• [Records for the exercise]
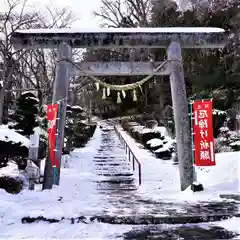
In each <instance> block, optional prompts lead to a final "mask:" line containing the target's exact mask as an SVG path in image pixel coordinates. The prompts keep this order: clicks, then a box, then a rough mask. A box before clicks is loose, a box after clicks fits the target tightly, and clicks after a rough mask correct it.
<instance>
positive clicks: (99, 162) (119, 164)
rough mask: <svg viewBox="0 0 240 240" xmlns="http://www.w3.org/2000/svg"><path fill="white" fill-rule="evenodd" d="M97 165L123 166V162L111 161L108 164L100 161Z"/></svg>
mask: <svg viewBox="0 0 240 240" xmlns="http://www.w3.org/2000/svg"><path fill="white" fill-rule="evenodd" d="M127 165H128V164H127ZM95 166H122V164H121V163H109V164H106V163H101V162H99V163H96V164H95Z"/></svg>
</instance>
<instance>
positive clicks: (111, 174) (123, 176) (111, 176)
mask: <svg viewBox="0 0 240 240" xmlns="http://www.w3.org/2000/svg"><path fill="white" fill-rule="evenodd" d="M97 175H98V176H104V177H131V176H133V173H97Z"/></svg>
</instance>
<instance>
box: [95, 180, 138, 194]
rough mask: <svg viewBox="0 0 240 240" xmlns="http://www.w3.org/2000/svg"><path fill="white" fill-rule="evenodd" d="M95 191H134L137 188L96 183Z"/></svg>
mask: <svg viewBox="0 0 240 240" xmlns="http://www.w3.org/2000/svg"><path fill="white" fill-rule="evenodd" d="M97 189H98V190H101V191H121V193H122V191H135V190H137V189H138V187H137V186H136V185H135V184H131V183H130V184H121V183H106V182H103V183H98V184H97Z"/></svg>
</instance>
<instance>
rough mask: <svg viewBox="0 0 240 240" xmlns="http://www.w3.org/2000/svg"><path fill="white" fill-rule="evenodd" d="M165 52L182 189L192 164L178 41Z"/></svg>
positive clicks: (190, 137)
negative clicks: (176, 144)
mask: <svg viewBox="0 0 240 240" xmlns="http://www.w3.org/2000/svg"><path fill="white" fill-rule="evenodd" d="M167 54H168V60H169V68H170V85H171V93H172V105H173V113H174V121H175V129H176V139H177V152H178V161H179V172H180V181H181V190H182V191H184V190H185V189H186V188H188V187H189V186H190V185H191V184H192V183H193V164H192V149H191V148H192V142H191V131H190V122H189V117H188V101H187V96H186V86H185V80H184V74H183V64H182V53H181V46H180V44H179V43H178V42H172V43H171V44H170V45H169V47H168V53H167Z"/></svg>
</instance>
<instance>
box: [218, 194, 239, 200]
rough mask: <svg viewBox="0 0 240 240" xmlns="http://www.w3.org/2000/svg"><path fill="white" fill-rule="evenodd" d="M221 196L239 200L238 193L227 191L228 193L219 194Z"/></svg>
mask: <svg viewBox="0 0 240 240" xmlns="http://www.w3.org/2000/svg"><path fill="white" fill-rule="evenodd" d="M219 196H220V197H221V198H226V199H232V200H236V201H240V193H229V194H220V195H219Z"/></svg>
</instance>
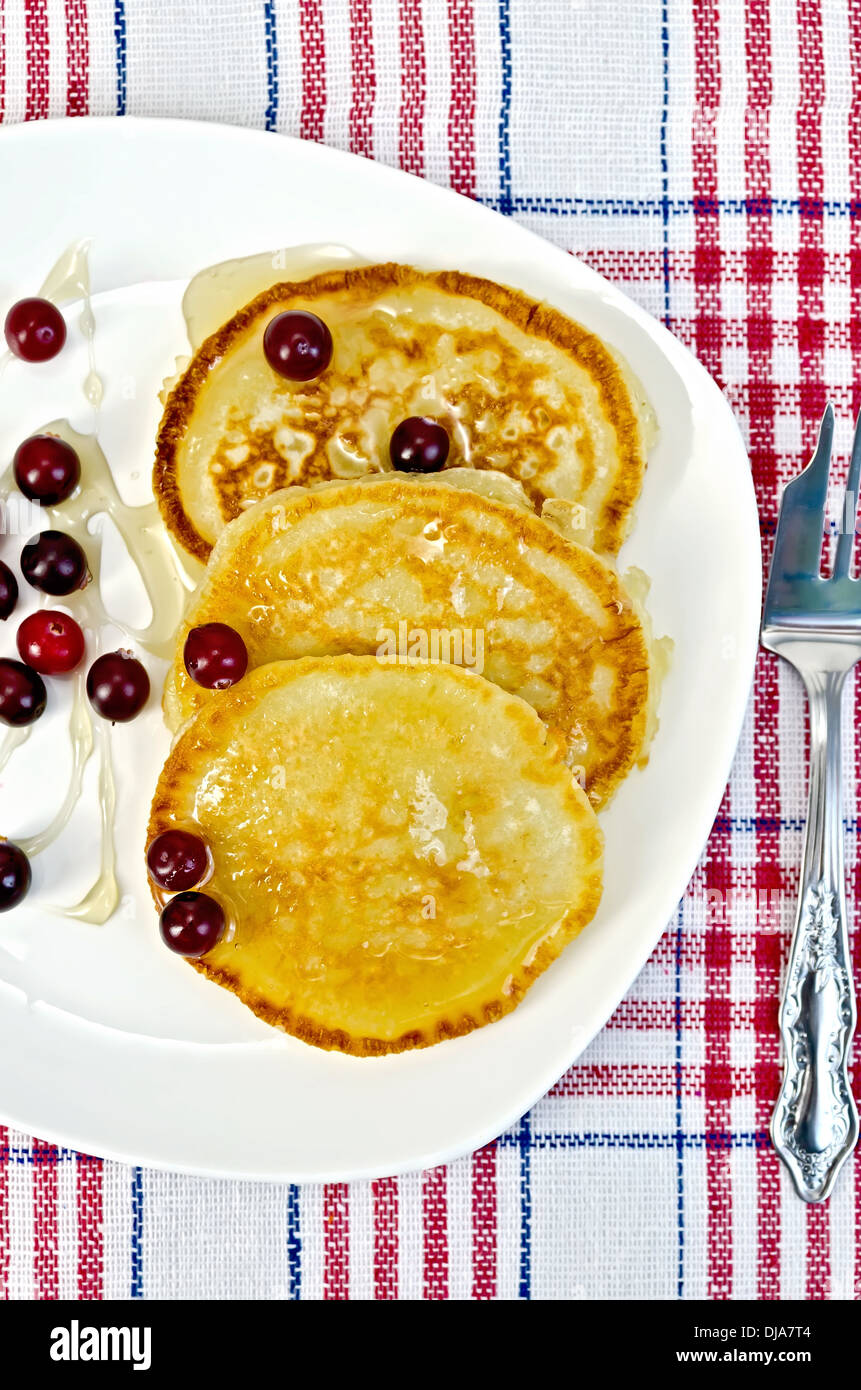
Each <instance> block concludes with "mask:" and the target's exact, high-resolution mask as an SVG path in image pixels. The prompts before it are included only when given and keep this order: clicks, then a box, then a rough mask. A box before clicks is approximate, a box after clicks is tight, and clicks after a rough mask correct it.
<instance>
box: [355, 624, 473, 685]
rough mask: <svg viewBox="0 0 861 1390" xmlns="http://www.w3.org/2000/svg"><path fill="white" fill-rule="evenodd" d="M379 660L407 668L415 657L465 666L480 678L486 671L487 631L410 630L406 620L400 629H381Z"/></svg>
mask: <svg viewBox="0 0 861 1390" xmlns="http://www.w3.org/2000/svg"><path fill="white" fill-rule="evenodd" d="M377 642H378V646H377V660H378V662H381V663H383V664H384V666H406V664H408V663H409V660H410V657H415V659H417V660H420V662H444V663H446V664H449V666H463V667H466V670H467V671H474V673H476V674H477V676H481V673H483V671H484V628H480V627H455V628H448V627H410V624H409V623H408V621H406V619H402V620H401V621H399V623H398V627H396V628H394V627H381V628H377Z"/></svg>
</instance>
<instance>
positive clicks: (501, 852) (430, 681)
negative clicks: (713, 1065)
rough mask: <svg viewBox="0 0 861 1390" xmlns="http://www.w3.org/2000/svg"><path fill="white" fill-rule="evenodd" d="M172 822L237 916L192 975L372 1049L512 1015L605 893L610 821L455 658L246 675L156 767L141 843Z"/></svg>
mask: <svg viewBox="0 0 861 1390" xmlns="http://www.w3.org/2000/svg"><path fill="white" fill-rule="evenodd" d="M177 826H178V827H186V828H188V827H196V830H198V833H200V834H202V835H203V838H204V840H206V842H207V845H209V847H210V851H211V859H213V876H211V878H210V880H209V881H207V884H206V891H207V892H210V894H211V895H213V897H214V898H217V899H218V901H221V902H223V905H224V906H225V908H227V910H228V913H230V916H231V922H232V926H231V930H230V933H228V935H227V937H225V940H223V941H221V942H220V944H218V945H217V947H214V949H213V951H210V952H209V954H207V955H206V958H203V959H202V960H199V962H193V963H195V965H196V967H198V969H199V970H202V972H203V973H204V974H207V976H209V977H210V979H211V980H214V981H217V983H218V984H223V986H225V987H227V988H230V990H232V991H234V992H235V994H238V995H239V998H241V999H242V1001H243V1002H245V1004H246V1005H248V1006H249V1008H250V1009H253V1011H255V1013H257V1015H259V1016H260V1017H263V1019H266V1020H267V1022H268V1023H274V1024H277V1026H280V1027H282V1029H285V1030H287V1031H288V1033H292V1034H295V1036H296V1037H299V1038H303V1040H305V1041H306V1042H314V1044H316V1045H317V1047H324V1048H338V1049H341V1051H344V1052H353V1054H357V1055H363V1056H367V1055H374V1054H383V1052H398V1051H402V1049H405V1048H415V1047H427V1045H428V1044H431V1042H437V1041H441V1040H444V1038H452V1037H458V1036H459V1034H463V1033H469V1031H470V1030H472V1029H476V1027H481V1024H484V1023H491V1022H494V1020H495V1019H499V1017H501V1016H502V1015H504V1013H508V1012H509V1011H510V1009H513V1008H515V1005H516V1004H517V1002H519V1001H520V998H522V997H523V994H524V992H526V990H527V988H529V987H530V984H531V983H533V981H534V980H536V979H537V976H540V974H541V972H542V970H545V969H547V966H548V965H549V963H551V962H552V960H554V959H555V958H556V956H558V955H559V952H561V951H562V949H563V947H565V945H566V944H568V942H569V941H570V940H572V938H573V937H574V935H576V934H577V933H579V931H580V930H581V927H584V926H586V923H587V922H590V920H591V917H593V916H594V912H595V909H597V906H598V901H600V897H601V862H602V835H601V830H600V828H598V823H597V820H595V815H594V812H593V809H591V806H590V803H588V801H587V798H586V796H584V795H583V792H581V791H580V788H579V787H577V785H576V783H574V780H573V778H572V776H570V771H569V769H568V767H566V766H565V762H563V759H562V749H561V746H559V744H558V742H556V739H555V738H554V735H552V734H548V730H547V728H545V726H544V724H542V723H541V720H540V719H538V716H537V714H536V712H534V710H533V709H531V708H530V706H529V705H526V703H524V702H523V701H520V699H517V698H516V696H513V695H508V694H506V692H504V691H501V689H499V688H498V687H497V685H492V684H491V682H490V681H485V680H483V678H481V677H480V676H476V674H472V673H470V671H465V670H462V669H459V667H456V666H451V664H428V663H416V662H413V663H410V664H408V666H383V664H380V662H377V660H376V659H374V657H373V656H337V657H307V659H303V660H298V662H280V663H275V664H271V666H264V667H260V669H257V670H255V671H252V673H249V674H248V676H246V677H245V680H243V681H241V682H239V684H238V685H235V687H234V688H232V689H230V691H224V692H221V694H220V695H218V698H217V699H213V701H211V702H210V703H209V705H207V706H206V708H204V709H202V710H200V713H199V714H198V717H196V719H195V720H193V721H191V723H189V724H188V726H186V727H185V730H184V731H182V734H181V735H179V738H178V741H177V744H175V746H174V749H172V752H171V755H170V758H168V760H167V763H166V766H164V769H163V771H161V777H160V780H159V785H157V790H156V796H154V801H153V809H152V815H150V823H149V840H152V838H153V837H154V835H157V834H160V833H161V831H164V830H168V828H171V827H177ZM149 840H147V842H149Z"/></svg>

• [Action item] If a line in the listing holds the word "order", list that line.

• [Response]
In each <instance> block, optional prompts lead to a final "mask:" line containing the target's exact mask as an SVG path in image pixel coordinates. The prompts keep this order: clicks, then a box, then a rough mask. A box before clicks is loose, a box after clicks fits the target tightly, and clicks after a rough mask correct it.
Each <instance> block concludes with "mask:" and the target's exact, high-resolution mask as an SVG path in image pixels. The prompts before it are included only when given and keep this order: clicks, then a box, then a rough mask. A box before clicks is approximate, a box after clicks is tight, and clicks after a rough mask correct it.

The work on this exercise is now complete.